• Extract:
□ □ □ □ □
- Theatrical poster
- Directed by: T. Rama Rao
- Screenplay by: Acharya Aatreya
- Story by: Yaddanapudi Sulochana Rani
- Produced by: D. Rama Naidu
- Starring: Sobhan Babu Krishnamraju Vanisree Chandramohan Lakshmi
- Cinematography: S. Venkataratnam
- Music by: J. V. Raghavulu
- Production company: Suresh Productions
- Release date: 20 April 1973;
- Country: India
- Language: Telugu

= Jeevana Tarangalu =

Jeevana Tarangalu is a 1973 Indian Telugu-language drama film directed by T. Rama Rao. The film stars Sobhan Babu, Krishnam Raju, Vanisri, Chandramohan, and Lakshmi. It is based on a novel by Yaddanapudi Sulochana Rani, and won three Filmfare Awards South. It was remade in Tamil as Thirumangalyam (1974), in Hindi as Dil Aur Deewaar (1978), and in Kannada as Mangalya (1991).

== Plot ==
Venu Gopala Rao (Gummadi) and Savitri (Sriranjani) are a couple with two children, Roja (Vanisri) and Chandu (Krishnam Raju). But unfortunately, Venu Gopala Rao has an affair with another woman and leaves his family and children to marry her. He has two children from the second wife, namely Lavanya (Lakshmi) and a polio-affected younger daughter. Savitri faces a lot of insults from her brother and sister-in-law (Raavi Kondala Rao, Suryakantham) and lives with them because she has no shelter. Roja teaches music and Chandu is a spoiled brat who joins a theft group with an alias name, James. Meanwhile, Venu Gopala Rao's sister (Santakumari) is a rich woman and her stepson Vijay (Sobhan Babu) is a lawyer by profession and a responsible citizen at heart. Her own son Ananth (Chandramohan) is a laid-back person. Though he is good-natured, but irresponsible. Venu Gopala Rao's sister bestows Ananth's responsibility on Vijay and also gives him her property.

As a result, Vijay looks after Ananth with utmost care and affection. Ananth meets Roja in a party once and the latter treats him more like a brother. But Ananth mistakes her affections to be something else. Meanwhile, Vijay decides for Ananth to marry Venu Gopala Rao's daughter Lavanya. This marriage isn't liked by either Ananth or Lavanya. Lavanya is an ultra-modern woman who is into clubs and promiscuity. She doesn't bother her father also in this regard. Ananth requests Roja to help her to come out of this marriage plan because his brother insists for the same. Roja helps Ananth out of friendship and writes a fake letter without any name mentioned. But because of this, she gets into deep trouble. Ananth mistakes Roja's help as love and plans to marry her in secret. Vijay who always objected the friendship between Ananth and Roja marries an unconscious Roja in dramatic circumstances. Roja's life gets miserable and incidentally she joins as a nanny in Venu Gopala Rao's house unaware that they are daughter-father respectively. She faces trouble seeing Vijay who often comes to their house. The rest of the film deals with how Vijay helps Roja out of four different problems – Forcible marriage, her brother Chandu who is into robberies, Lavanya who hates her, and her bedridden mother.
□ □ □ □ □
• Raw data:
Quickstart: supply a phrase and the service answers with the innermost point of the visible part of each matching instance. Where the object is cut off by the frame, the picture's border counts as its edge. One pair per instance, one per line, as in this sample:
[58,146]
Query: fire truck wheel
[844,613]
□ □ □ □ □
• Task instructions:
a – From the Jeevana Tarangalu article, render this sentence in Spanish: "As a result, Vijay looks after Ananth with utmost care and affection."
b – Pick up the Jeevana Tarangalu article after its final sentence and keep writing it.

• Task answers:
a – Como resultado, Vijay cuida de Ananth con el máximo esmero y cariño.

b –
== Cast ==
- Sobhan Babu... Vijay
- Krishnamraju... Chandram
- Vanisree... Roja
- Chandramohan... Ananth
- Anjali Devi
- Lakshmi... Lavanya
- Gummadi... Venugopal Rao
- Padmanabham as Anji
- Ramana Reddy
- Suryakantham
- Sriranjani
- Santha Kumari
- Raavi Kondala Rao
- Rajanala as Pundarikakshaiah
- Nalla Ramamurthy as Astrologer

== Soundtrack ==

- "Ee Andaniki Bandham Vesanokanaadu" (Singers: Ghantasala and P. Susheela)
- "Ee Jeevana Tarangalalo Aa Devuni Chadarangamlo" (Singer: Ghantasala)
- "Nandamaya Guruda Nandamaya" (Lyrics: C. Narayana Reddy; Singer: L. R. Eswari)
- "Puttina Roju Panduge Andariki" (Lyrics: C. Narayana Reddy; Singer: P. Susheela)
- "Thenchukuntala Unchukuntava" (Singers: P. Susheela and L. R. Eswari)
- "Uduta Uduta Huth Ekkadikelatavuch" (Singers: Ghantasala and Ramola)

== Box office ==
- The film ran more than 100 days in 12 centers in Andhra Pradesh.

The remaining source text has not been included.